#### Requests:
A) Write out the passage of the electricity demand text that begins with the words "The electricity demand" and stops after "imports and exports.", switching "sourced data" to "collected data".
B) Count the lines in the rows that contain the string "chandelier" and give only the number.

Integrated Resource Plan 2019

4. Input Parameter Assumptions

4.1 Electricity Demand


Electricity demand as projected in the promulgated IRP 2010–2030 did not materialise due to a number of factors which resulted in lower demand. These include, among others, lower economic growth; improved energy efficiency by large consumers to cushion against rising tariffs; fuel switching to liquefied petroleum gas (LPG) for cooking and heating; fuel switching for hot water heating by households; and the closing down or relocation to other countries of some of the energy intensive industry.


4.1.1 Electricity Demand from 2010–2016


Reported Gross Domestic Product (GDP) for the period 2010–2016 was significantly lower than the GDP projections assumed in the promulgated IRP 2010–2030. This is depicted in Figure 2.


The compound average growth rate for the years 2010 to 2016 was 2,05%. This lower GDP growth compared with the expectations in 2010 had an impact on the resulting electricity demand as depicted in Figure 3.


N1360 Figure 2 Expected GDP Growth from IRP 2010 vs Actual


N1360 Figure 3 Expected Electricity Sent out from IRP 2010-2030 vs Actual


The actual net electricity energy sent-out for the country declined at an average compound rate of -0,6% over the past years. That was in stark contrast with the expectation of an average growth rate of 3,0% in the promulgated IRP 2010–2030. The result was that the actual net sent-out electricity in 2016 was at 244TWh in comparison with the expected 296TWh (18% difference).


The underlying causes of the reduced electricity demand were many-sided, including:


General economic conditions as shown in Figure 2 above, which specifically impacted energy-intensive sectors negatively.
The constraints imposed by the supply situation between 2011 and 2015 with the strong potential for suppressed demand by both industrial and domestic consumers. It was expected that suppressed demand would return once the supply situation had been resolved, but factors attributed to electricity pricing and commodity price issues might have delayed, or permanently removed, that potential.
Improved energy efficiency, partly as a response to the electricity price increases.
Increasing embedded generation. There is evidence of growing rooftop PV installations. Current installed capacity is still very small, however this is likely to increase in the medium to long term.
Fuel switching from electricity to LPG for cooking and space heating.


Further analysis of the historic electricity intensity trend indicated that electricity intensity also continued to decline over the past years, exceeding the decline expectation in the promulgated IRP 2010–2030 forecast. See Figure 4 below.


Figure 4 also points to possible decoupling of GDP growth from electricity intensity, which generally indicates a change in the structure of the economy.


N1360 Figure 4 Electricity Intensity History 1990-2016


The expected electricity demand as forecasted in the promulgated IRP 2010–2030 did therefore not materialise and the forecast was updated accordingly to reflect this.


4.1.2 Electricity Demand Forecast for 2017–2050


The electricity demand forecast was developed using statistical models. The models are data-driven and based on historical quantitative patterns and relationships. Historical data on electricity consumption was key and information in this regard was obtained from various sources in the public domain. Overall consistency between sources was maintained by ensuring sector breakdowns corresponded with totals from Statistics SA data.


Using regression models per sector, sector forecasts were developed using sourced data. Sectoral totals were aggregated and adjusted for losses to obtain total forecasted values. Adjustments were also made to account for electricity energy imports and exports.

#### Supplied records:

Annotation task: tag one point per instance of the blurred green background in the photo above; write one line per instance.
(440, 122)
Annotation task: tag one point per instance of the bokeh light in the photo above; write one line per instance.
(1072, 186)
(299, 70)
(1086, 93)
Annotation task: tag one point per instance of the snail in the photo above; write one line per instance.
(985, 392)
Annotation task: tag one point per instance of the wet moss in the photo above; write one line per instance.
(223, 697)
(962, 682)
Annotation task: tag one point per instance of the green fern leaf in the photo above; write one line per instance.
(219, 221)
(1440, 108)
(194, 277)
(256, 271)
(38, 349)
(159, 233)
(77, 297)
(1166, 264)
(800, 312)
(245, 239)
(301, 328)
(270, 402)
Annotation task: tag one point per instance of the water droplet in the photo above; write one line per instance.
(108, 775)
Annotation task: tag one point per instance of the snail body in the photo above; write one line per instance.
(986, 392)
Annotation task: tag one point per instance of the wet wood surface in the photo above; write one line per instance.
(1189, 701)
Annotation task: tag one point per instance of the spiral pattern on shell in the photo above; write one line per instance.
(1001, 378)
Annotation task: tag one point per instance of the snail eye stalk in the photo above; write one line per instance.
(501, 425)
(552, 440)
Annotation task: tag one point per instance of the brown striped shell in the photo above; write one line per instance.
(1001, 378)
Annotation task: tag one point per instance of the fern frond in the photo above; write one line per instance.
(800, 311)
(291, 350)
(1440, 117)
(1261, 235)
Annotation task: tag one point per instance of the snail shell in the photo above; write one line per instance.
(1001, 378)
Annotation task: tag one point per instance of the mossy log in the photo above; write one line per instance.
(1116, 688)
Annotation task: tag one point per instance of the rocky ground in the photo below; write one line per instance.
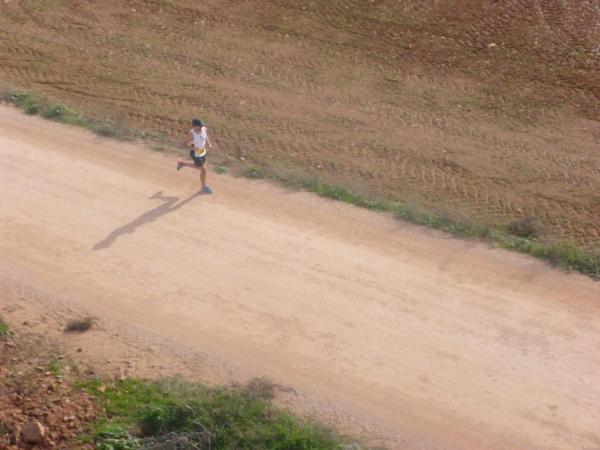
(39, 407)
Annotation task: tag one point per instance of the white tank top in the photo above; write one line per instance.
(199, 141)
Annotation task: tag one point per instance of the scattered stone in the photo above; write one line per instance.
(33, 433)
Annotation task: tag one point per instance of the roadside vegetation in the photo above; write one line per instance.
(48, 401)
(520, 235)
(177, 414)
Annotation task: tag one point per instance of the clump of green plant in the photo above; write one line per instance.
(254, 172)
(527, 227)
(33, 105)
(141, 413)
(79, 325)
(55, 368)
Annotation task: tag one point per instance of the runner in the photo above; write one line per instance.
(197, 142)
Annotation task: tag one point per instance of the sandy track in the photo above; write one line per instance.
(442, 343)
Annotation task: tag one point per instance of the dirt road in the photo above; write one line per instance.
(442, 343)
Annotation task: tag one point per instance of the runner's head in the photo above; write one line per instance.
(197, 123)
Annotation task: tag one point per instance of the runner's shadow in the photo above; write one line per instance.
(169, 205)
* * *
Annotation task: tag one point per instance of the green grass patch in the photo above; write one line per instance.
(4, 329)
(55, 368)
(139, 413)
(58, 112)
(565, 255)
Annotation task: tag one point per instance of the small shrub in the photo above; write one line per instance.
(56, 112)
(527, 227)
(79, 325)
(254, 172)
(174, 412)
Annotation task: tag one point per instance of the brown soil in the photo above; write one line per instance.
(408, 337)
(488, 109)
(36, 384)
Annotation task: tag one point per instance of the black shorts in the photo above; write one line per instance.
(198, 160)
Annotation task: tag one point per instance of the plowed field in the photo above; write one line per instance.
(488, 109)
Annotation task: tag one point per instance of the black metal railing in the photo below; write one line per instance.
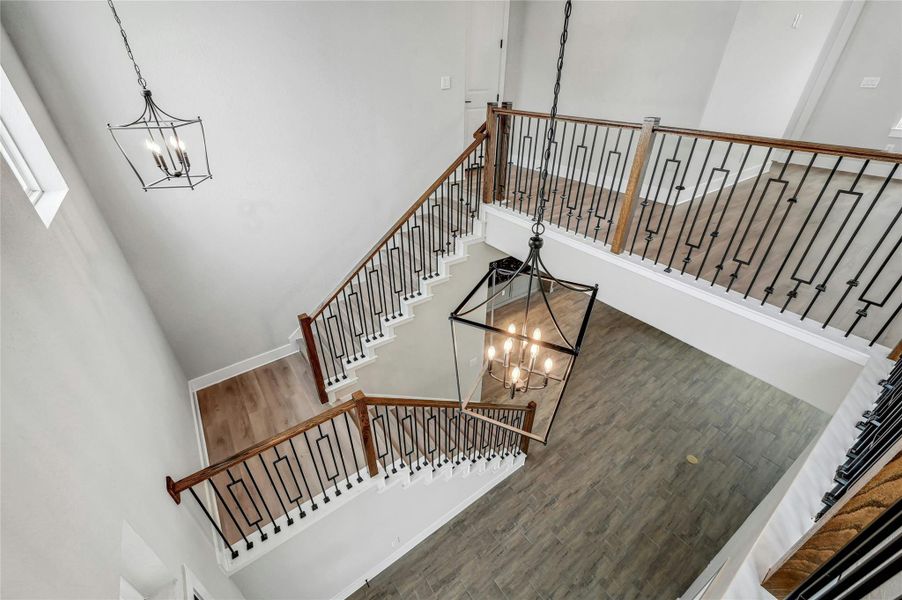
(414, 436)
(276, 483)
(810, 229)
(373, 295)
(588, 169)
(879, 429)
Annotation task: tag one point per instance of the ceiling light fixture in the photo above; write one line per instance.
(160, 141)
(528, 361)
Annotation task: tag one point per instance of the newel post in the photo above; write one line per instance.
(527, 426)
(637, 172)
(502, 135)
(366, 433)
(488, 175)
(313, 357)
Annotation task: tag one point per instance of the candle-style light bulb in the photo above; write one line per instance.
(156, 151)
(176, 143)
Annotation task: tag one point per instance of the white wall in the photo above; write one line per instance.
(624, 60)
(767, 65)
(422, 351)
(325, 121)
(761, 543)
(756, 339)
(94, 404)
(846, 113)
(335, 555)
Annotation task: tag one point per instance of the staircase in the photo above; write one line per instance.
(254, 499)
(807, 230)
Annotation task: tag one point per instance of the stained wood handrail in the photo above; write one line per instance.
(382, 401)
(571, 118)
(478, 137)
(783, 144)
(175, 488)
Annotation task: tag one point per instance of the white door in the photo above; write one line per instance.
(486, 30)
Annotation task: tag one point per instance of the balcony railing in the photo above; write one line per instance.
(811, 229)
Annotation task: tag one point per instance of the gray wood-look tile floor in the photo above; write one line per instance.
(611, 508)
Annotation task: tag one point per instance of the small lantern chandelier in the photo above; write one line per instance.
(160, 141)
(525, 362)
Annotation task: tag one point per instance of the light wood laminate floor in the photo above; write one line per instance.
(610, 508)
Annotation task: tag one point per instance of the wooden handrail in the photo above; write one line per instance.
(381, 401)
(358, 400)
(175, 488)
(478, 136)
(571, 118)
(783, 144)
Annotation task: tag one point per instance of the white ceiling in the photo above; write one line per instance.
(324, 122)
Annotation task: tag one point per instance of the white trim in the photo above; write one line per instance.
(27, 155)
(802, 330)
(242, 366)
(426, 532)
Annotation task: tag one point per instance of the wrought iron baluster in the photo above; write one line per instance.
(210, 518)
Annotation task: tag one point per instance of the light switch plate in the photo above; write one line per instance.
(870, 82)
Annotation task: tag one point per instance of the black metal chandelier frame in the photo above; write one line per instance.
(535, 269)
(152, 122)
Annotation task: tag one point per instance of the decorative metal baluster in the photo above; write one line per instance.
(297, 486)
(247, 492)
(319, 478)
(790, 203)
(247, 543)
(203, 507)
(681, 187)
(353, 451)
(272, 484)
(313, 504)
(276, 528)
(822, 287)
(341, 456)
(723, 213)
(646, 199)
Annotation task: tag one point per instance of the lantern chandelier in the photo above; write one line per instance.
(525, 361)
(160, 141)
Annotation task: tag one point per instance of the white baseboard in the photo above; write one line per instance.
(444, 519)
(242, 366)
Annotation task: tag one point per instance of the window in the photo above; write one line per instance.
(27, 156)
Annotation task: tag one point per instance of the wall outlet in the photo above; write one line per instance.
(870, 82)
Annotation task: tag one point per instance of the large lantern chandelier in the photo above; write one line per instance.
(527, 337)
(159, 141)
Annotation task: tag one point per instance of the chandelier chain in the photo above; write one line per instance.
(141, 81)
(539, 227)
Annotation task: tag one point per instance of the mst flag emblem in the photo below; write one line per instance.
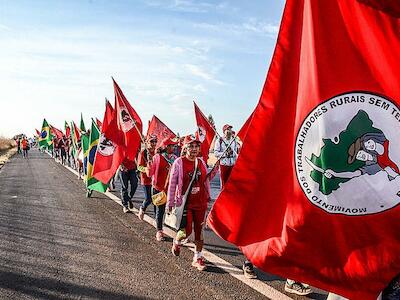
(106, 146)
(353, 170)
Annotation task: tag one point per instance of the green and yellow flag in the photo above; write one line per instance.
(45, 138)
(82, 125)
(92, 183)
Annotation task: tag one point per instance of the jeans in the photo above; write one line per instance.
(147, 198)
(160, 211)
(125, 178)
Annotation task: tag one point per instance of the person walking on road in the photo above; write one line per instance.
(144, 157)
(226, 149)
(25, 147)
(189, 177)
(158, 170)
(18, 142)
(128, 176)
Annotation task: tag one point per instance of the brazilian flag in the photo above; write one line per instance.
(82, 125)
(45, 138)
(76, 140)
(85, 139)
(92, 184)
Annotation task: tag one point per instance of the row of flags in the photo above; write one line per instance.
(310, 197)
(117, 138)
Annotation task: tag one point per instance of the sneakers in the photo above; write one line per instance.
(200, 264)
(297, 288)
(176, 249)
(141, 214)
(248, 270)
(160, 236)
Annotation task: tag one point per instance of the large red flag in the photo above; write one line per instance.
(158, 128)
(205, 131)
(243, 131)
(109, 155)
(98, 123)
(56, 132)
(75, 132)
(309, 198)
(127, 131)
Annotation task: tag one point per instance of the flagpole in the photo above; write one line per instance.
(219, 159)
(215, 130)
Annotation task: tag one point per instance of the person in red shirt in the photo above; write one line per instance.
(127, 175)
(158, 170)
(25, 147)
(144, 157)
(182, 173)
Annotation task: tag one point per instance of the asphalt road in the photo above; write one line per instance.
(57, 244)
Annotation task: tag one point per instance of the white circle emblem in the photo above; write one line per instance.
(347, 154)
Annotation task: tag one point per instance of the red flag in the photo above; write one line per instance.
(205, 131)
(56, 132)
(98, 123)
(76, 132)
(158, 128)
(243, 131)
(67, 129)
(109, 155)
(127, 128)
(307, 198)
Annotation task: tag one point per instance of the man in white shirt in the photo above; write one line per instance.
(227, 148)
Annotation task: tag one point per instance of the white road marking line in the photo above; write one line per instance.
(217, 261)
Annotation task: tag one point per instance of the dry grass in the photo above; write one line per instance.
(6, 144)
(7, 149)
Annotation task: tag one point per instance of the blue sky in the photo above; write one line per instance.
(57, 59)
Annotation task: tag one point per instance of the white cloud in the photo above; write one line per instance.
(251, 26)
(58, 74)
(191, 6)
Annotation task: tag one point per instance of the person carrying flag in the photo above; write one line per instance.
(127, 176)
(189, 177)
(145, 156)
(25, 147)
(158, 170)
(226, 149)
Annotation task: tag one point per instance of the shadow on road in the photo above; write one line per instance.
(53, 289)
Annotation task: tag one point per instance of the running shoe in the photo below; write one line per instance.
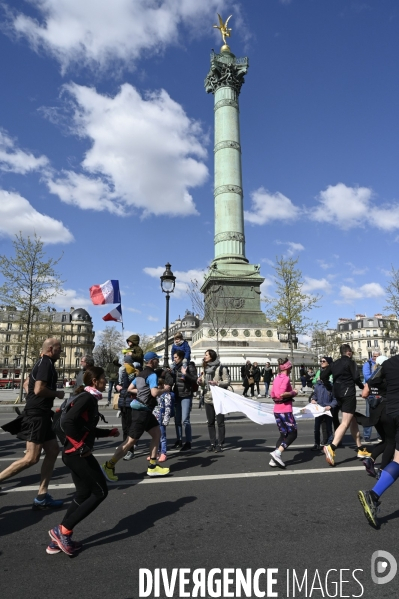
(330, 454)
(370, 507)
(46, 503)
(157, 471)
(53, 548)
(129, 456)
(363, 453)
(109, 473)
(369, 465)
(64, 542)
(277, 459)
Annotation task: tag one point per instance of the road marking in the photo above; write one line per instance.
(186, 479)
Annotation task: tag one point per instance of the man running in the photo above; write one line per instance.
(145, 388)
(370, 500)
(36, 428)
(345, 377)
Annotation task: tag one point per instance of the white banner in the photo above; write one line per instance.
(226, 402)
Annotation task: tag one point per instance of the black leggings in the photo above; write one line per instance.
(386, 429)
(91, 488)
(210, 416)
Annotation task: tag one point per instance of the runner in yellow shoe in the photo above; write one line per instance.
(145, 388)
---
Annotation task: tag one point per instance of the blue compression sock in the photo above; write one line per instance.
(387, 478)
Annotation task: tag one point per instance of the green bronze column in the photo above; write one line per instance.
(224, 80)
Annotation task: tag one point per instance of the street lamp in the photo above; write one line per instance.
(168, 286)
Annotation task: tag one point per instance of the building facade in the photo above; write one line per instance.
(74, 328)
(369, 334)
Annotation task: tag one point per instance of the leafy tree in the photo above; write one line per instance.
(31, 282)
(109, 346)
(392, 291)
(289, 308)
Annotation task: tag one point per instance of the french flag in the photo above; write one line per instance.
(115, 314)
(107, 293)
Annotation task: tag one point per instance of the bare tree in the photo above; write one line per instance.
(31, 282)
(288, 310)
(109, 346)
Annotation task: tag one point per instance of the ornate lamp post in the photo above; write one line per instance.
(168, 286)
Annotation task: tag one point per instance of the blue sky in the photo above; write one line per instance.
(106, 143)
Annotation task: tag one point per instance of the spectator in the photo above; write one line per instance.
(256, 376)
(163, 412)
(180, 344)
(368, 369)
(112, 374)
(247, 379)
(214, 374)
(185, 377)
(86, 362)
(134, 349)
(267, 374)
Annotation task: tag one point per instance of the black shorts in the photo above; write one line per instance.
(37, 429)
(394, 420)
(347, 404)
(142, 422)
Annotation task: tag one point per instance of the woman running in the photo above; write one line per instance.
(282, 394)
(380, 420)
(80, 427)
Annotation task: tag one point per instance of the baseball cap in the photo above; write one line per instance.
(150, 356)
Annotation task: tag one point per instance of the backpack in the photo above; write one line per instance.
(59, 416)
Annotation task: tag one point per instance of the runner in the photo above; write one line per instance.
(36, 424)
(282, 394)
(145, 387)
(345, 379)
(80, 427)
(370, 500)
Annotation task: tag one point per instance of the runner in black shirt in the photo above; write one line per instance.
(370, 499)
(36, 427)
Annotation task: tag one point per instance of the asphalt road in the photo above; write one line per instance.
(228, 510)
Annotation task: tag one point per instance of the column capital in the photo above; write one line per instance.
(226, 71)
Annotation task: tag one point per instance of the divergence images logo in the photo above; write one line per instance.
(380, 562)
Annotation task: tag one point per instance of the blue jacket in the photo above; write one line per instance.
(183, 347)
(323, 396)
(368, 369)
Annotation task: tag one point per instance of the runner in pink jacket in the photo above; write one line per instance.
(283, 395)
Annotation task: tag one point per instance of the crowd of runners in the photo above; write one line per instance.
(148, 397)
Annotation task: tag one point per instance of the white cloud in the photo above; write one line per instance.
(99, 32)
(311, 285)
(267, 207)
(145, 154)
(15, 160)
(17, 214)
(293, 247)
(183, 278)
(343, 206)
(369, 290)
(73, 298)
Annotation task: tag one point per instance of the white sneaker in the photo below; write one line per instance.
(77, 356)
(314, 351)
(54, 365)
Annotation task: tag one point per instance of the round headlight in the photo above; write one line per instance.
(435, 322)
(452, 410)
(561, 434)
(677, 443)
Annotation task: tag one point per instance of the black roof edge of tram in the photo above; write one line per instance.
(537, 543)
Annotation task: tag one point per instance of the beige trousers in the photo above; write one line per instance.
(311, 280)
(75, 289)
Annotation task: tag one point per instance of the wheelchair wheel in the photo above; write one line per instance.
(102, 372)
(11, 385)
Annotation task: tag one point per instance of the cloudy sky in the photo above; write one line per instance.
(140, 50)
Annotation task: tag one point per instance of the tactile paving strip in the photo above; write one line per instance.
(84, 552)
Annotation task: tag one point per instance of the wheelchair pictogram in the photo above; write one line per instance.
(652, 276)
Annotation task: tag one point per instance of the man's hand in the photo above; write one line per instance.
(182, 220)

#### Answers by task:
A)
The electricity demand forecast was developed using statistical models. The models are data-driven and based on historical quantitative patterns and relationships. Historical data on electricity consumption was key and information in this regard was obtained from various sources in the public domain. Overall consistency between sources was maintained by ensuring sector breakdowns corresponded with totals from Statistics SA data.


Using regression models per sector, sector forecasts were developed using collected data. Sectoral totals were aggregated and adjusted for losses to obtain total forecasted values. Adjustments were also made to account for electricity energy imports and exports.

B) 5